Pull out every line in the data that has the string "tank" in it.
-- Materials provided follows --
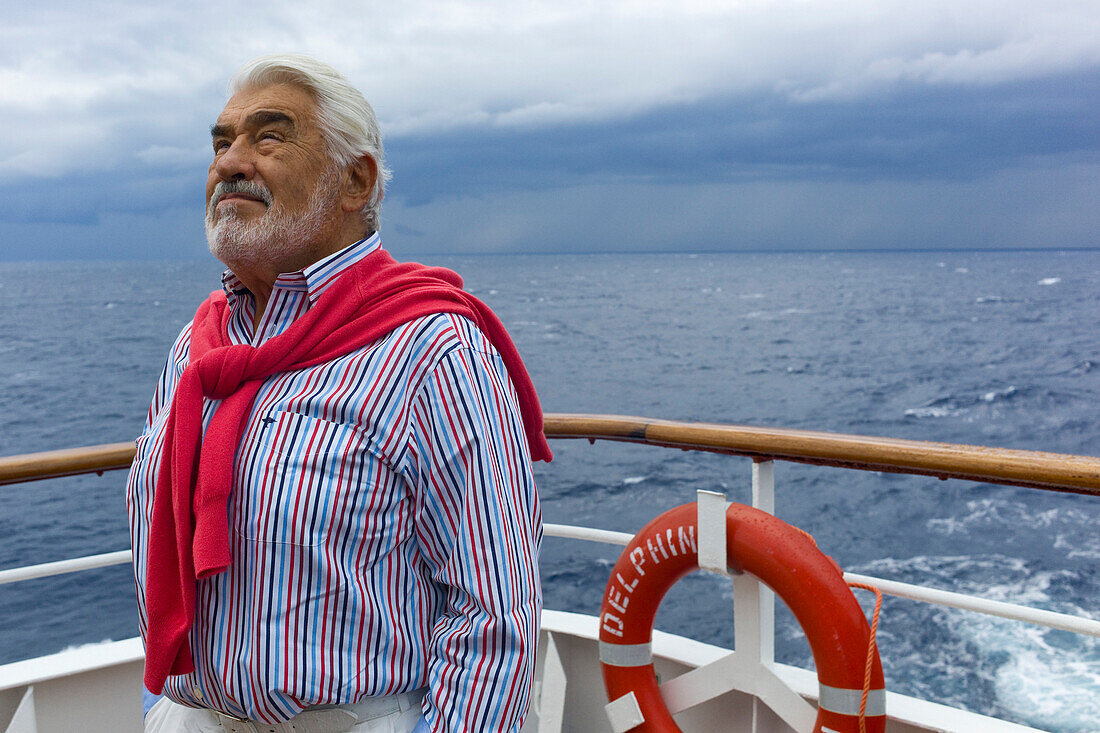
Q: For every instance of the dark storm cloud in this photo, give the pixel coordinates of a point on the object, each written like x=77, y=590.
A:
x=911, y=133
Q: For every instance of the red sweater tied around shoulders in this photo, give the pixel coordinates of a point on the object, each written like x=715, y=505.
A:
x=189, y=533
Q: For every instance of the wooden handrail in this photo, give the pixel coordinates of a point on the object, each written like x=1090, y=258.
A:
x=1023, y=468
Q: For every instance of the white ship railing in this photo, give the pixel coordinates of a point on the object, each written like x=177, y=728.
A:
x=749, y=668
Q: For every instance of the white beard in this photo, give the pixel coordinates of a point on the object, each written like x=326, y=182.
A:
x=277, y=236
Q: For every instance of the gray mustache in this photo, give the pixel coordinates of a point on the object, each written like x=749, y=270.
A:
x=226, y=187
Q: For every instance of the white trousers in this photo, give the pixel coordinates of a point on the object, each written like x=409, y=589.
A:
x=398, y=713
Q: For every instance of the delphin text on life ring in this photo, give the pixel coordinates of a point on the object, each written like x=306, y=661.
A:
x=785, y=559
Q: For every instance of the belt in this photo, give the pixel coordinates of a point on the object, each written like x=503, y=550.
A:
x=328, y=719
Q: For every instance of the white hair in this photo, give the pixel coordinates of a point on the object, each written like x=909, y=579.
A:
x=347, y=120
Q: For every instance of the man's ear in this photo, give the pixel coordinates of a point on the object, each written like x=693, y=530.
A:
x=359, y=183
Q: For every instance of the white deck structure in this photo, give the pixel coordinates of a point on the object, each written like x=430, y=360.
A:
x=98, y=688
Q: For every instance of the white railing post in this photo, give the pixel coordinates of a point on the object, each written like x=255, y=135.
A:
x=754, y=602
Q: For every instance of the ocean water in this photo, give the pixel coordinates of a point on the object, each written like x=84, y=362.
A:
x=998, y=349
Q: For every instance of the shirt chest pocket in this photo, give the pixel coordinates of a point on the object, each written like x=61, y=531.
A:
x=300, y=480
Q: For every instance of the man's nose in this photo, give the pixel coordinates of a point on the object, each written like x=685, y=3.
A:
x=237, y=161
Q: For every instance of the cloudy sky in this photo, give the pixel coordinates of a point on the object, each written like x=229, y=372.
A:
x=578, y=126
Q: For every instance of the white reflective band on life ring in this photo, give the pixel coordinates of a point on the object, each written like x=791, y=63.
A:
x=846, y=702
x=626, y=655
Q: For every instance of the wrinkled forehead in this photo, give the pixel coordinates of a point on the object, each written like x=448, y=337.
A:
x=286, y=104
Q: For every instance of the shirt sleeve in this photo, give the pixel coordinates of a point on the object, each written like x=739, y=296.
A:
x=479, y=526
x=142, y=477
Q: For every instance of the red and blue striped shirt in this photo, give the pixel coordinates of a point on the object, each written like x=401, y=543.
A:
x=385, y=526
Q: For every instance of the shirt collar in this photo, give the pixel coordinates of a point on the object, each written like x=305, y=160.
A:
x=315, y=279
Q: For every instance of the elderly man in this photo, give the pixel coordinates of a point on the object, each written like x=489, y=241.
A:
x=331, y=507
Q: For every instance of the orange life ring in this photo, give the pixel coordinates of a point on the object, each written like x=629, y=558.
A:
x=784, y=558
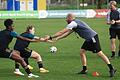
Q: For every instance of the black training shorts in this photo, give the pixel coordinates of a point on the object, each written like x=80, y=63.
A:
x=92, y=45
x=5, y=53
x=26, y=53
x=114, y=32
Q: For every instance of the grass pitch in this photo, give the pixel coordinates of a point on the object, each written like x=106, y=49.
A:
x=65, y=63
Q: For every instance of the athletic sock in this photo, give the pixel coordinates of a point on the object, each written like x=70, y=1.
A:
x=26, y=60
x=119, y=53
x=113, y=53
x=28, y=71
x=110, y=66
x=40, y=65
x=16, y=65
x=84, y=68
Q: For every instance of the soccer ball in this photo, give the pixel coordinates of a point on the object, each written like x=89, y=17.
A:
x=53, y=49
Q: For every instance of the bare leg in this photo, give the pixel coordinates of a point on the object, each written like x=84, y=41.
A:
x=83, y=57
x=106, y=60
x=113, y=47
x=15, y=56
x=38, y=58
x=104, y=57
x=84, y=61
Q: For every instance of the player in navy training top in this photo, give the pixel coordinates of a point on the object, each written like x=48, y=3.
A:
x=6, y=37
x=25, y=52
x=91, y=41
x=113, y=19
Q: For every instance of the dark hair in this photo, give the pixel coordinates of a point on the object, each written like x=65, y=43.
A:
x=29, y=27
x=8, y=22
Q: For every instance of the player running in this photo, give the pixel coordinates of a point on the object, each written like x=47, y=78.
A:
x=25, y=52
x=91, y=41
x=6, y=37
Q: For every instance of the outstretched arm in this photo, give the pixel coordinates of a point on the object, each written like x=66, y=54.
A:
x=62, y=34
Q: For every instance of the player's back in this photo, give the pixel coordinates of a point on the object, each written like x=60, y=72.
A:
x=22, y=44
x=5, y=39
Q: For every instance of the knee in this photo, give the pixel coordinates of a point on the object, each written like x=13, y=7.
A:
x=82, y=52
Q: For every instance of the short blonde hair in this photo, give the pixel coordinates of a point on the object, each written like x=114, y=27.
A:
x=29, y=27
x=113, y=3
x=71, y=15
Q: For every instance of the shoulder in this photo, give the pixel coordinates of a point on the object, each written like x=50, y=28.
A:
x=28, y=35
x=71, y=25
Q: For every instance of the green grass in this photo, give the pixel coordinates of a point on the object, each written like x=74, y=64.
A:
x=66, y=62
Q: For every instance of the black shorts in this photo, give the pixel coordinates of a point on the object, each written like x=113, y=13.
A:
x=26, y=53
x=92, y=45
x=5, y=53
x=114, y=32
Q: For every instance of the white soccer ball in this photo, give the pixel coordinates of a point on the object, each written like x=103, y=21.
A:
x=53, y=49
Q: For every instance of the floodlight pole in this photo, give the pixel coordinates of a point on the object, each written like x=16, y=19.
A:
x=107, y=4
x=13, y=5
x=78, y=4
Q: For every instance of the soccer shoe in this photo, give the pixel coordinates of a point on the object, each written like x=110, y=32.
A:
x=43, y=70
x=83, y=72
x=32, y=76
x=18, y=73
x=30, y=67
x=112, y=72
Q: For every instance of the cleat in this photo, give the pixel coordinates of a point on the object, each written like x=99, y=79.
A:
x=83, y=72
x=32, y=76
x=112, y=72
x=43, y=70
x=30, y=67
x=18, y=73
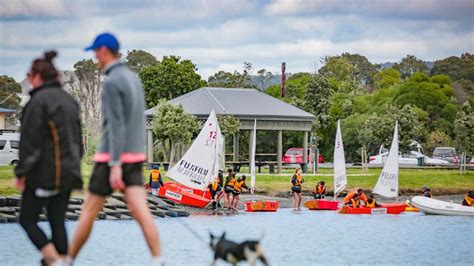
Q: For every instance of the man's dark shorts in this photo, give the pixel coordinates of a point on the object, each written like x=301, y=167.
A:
x=100, y=185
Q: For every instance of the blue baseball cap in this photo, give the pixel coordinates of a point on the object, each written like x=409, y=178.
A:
x=105, y=39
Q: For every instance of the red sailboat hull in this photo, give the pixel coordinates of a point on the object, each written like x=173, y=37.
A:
x=321, y=204
x=389, y=208
x=185, y=195
x=261, y=206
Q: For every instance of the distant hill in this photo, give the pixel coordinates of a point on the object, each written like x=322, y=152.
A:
x=385, y=65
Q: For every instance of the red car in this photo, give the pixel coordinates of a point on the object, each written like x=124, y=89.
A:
x=295, y=156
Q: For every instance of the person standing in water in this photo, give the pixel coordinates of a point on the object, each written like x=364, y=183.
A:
x=319, y=191
x=50, y=158
x=119, y=160
x=468, y=199
x=297, y=180
x=426, y=192
x=216, y=191
x=155, y=181
x=229, y=188
x=239, y=185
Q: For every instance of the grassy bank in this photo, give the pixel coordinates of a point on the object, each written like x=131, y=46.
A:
x=411, y=180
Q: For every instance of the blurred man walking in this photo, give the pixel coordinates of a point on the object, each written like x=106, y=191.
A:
x=118, y=162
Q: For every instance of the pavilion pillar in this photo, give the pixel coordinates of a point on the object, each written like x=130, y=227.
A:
x=251, y=140
x=236, y=147
x=149, y=145
x=305, y=152
x=279, y=151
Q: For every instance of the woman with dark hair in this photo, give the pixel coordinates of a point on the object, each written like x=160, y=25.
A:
x=50, y=156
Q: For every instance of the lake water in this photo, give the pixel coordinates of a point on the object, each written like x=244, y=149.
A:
x=306, y=238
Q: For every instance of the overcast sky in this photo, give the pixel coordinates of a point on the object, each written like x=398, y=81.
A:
x=222, y=34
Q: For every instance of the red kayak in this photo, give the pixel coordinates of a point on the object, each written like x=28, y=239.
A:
x=185, y=195
x=261, y=206
x=388, y=208
x=321, y=204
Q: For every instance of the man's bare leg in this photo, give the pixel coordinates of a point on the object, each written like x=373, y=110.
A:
x=138, y=206
x=50, y=254
x=92, y=206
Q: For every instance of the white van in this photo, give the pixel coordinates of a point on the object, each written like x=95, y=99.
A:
x=9, y=148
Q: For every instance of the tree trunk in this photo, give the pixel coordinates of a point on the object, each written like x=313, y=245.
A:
x=172, y=144
x=165, y=151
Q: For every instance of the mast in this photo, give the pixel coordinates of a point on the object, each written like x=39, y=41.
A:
x=252, y=161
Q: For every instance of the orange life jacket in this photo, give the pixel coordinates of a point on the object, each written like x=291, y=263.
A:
x=215, y=185
x=355, y=203
x=363, y=197
x=321, y=189
x=238, y=185
x=469, y=201
x=231, y=182
x=298, y=181
x=371, y=203
x=348, y=197
x=155, y=175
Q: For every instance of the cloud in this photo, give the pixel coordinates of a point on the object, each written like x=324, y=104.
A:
x=221, y=35
x=31, y=8
x=388, y=9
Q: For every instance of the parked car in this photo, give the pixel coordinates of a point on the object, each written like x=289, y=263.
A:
x=295, y=156
x=410, y=158
x=446, y=153
x=9, y=148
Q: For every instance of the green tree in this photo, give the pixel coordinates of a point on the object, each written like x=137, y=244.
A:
x=225, y=79
x=172, y=124
x=409, y=65
x=229, y=124
x=171, y=78
x=317, y=99
x=378, y=129
x=340, y=74
x=264, y=77
x=365, y=70
x=430, y=98
x=86, y=86
x=9, y=89
x=138, y=59
x=464, y=129
x=386, y=78
x=419, y=77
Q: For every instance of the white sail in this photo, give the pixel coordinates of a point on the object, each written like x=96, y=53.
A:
x=219, y=158
x=252, y=158
x=198, y=165
x=387, y=184
x=340, y=175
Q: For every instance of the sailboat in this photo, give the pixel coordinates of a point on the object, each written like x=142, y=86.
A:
x=197, y=168
x=252, y=205
x=386, y=186
x=340, y=176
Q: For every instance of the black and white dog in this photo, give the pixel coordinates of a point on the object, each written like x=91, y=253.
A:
x=232, y=252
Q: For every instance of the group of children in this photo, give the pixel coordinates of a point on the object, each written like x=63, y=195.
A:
x=230, y=190
x=355, y=197
x=352, y=198
x=319, y=190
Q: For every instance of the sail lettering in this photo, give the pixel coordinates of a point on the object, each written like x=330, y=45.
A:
x=195, y=173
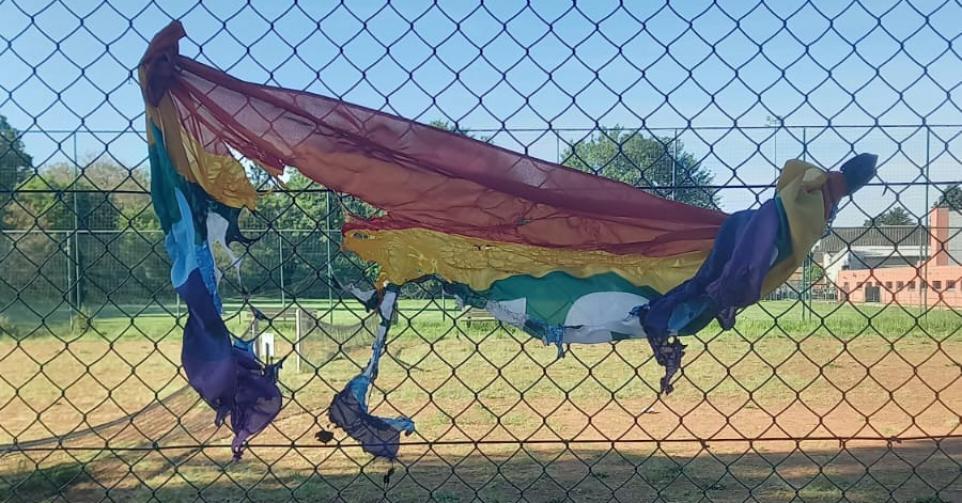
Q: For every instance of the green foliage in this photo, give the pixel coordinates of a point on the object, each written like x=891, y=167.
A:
x=894, y=216
x=654, y=163
x=15, y=165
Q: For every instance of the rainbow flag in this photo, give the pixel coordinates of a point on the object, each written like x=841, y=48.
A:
x=568, y=256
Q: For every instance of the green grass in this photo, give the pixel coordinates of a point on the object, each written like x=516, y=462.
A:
x=783, y=367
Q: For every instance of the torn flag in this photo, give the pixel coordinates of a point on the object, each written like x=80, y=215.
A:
x=568, y=256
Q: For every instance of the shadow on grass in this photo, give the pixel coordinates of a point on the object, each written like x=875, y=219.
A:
x=921, y=471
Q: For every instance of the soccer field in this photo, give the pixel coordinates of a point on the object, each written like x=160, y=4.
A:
x=782, y=373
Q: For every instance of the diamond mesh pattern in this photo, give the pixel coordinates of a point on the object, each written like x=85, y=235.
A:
x=845, y=385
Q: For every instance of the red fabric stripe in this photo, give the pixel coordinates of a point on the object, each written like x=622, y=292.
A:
x=426, y=177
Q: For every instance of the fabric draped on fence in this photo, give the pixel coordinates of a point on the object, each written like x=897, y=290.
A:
x=568, y=256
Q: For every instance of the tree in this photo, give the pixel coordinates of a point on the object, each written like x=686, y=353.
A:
x=894, y=216
x=951, y=198
x=16, y=165
x=657, y=164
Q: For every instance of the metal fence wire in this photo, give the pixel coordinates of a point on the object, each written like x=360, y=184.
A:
x=845, y=385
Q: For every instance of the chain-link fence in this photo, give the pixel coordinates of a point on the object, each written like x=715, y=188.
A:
x=846, y=384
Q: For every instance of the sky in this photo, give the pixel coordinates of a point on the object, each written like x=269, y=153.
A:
x=836, y=77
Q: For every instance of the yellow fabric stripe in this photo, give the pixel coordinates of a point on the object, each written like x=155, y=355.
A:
x=409, y=254
x=221, y=177
x=799, y=186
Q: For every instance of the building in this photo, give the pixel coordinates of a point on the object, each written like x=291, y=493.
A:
x=917, y=266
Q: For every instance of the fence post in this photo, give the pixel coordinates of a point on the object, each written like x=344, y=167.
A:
x=298, y=333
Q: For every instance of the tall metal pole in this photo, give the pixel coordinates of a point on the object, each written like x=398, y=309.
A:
x=76, y=228
x=327, y=255
x=280, y=257
x=674, y=161
x=928, y=231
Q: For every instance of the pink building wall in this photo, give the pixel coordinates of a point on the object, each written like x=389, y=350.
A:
x=937, y=283
x=904, y=285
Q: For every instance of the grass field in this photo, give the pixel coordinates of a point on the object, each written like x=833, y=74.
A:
x=782, y=373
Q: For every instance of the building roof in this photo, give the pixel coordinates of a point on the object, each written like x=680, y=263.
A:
x=891, y=236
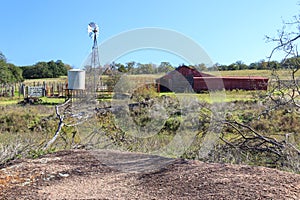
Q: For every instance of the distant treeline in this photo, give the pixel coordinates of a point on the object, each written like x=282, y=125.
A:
x=49, y=69
x=9, y=73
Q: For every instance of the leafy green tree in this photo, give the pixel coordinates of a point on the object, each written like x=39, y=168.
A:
x=165, y=67
x=9, y=73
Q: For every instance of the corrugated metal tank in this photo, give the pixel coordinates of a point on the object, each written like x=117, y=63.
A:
x=76, y=79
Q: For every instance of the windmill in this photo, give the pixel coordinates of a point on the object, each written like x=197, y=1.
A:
x=93, y=32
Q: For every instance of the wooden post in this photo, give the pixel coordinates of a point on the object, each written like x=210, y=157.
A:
x=13, y=91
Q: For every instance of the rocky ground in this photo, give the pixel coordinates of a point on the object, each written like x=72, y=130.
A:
x=82, y=174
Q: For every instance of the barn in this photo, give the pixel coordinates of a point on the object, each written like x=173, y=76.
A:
x=188, y=79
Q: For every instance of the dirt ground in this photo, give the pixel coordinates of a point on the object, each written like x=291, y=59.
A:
x=82, y=174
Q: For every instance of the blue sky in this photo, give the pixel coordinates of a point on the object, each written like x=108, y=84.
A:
x=232, y=30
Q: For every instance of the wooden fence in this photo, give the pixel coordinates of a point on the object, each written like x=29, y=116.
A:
x=50, y=89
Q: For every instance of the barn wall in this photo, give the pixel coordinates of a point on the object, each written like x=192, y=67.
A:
x=229, y=83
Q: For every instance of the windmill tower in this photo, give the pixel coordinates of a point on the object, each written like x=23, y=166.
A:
x=93, y=71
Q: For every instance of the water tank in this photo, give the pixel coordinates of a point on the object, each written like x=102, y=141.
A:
x=76, y=79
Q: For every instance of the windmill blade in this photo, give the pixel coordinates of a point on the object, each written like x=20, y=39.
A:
x=93, y=29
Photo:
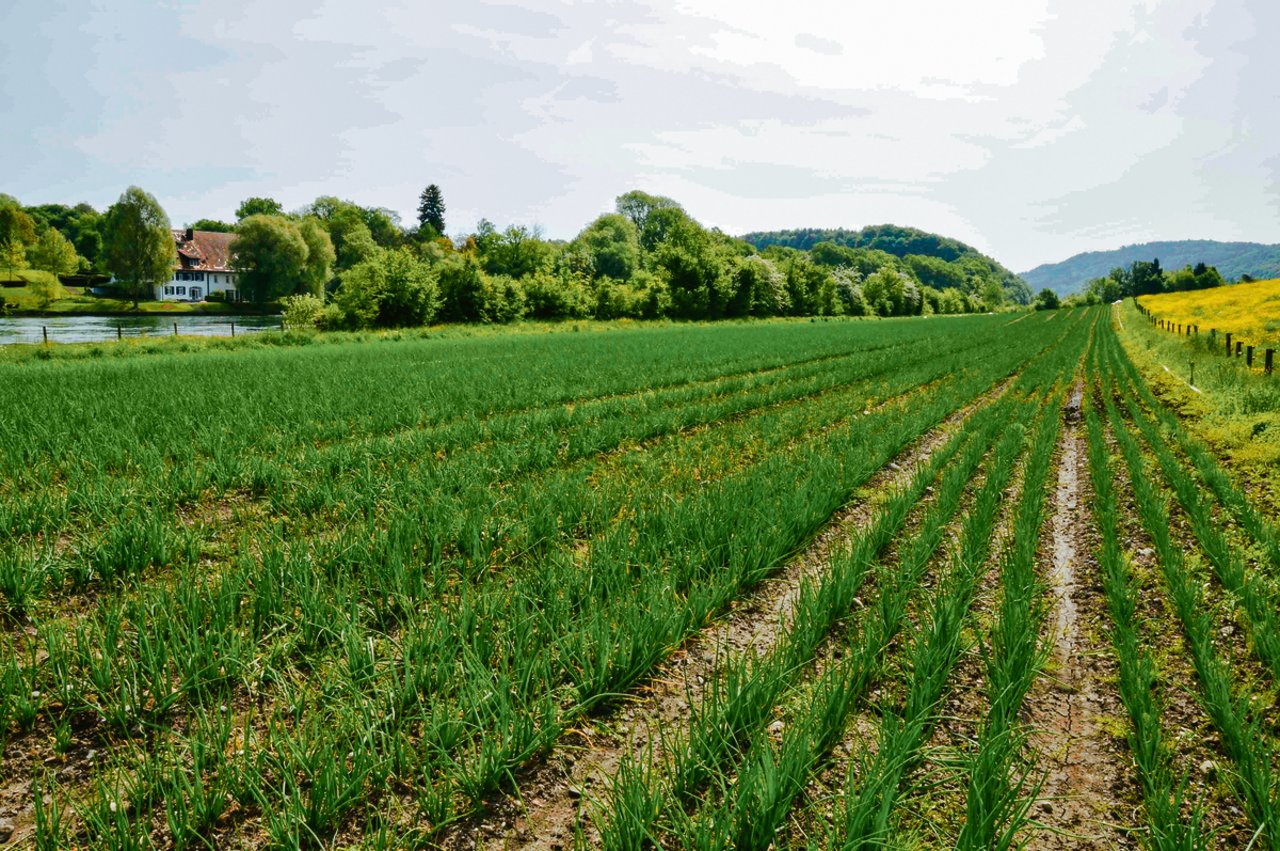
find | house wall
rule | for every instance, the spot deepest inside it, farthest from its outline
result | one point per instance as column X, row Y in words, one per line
column 179, row 287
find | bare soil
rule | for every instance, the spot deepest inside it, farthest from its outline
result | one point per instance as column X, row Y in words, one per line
column 554, row 796
column 1088, row 797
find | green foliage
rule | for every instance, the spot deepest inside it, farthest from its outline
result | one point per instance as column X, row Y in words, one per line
column 639, row 206
column 140, row 247
column 272, row 257
column 430, row 211
column 82, row 224
column 259, row 206
column 392, row 289
column 16, row 225
column 1234, row 260
column 301, row 311
column 548, row 296
column 612, row 243
column 13, row 256
column 1047, row 300
column 44, row 286
column 516, row 252
column 54, row 254
column 320, row 256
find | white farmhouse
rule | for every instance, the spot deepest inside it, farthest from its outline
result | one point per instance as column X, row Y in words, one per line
-- Materials provided concluded --
* [Task solution]:
Q: For every instance of the corrugated metal tank in this photo, give the pixel coordinates of a point on the object, each written like x=117, y=63.
Q: For every instance of the water tank in this photo, give the pixel coordinates of a point on the object, each written like x=102, y=141.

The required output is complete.